::: Excerpted data

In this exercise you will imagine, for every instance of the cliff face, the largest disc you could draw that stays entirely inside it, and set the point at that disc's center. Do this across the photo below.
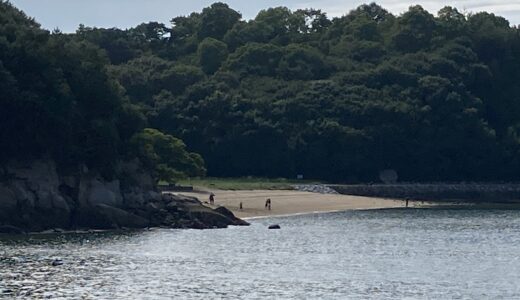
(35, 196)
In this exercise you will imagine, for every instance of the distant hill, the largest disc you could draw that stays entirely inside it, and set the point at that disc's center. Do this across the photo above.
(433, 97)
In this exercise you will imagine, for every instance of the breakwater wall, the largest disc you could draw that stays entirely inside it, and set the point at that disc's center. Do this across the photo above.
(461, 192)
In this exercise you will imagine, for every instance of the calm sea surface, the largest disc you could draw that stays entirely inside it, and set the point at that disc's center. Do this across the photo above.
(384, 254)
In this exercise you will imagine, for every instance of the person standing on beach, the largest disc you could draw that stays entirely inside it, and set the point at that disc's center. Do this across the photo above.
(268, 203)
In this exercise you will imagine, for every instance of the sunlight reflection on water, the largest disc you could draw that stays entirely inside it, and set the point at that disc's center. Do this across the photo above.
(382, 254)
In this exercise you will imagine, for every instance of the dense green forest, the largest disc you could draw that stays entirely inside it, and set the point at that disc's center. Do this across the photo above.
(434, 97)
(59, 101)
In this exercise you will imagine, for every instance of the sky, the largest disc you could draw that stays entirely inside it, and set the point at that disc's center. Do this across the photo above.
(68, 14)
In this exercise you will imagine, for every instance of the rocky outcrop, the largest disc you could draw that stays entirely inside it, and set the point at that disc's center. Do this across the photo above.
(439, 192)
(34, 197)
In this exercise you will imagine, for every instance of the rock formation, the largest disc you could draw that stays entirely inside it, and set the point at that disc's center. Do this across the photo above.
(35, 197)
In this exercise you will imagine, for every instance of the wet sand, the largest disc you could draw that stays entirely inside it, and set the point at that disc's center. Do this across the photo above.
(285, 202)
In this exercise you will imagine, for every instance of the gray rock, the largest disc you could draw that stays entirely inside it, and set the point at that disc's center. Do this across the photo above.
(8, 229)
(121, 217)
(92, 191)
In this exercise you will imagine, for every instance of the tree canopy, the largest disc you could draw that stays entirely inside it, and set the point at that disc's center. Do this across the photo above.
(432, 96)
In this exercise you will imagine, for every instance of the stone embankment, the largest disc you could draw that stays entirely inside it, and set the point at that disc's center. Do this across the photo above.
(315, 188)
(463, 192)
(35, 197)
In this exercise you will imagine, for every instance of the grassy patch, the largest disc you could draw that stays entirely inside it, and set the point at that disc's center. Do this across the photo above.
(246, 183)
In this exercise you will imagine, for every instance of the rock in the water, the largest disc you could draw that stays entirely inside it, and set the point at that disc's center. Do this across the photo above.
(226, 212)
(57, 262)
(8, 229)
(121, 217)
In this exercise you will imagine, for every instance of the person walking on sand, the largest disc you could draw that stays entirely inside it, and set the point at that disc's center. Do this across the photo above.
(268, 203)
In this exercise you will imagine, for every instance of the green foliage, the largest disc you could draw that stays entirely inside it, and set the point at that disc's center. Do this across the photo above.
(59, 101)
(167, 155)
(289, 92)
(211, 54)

::::::
::: Excerpted data

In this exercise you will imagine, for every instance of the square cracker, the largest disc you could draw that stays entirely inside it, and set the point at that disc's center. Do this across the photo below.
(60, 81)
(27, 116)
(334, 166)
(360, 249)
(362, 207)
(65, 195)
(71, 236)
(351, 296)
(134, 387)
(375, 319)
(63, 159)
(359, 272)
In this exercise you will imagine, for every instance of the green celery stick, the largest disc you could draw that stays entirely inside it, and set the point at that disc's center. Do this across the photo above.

::::::

### Problem requirements:
Find every line in the records above that contains the word "sand", and copy each of those lines in full. Case counts.

### Task response:
In this exercise you will imagine, for every instance of the wet sand, the largest disc you could draw that stays entirely inside it, and set the point at that disc's center. Do this across the photo above.
In this exercise you will imagine, for every instance of the person walking on sand, the largest disc you could draw that stays entirely inside it, and set the point at that disc's center. Do this across the photo above.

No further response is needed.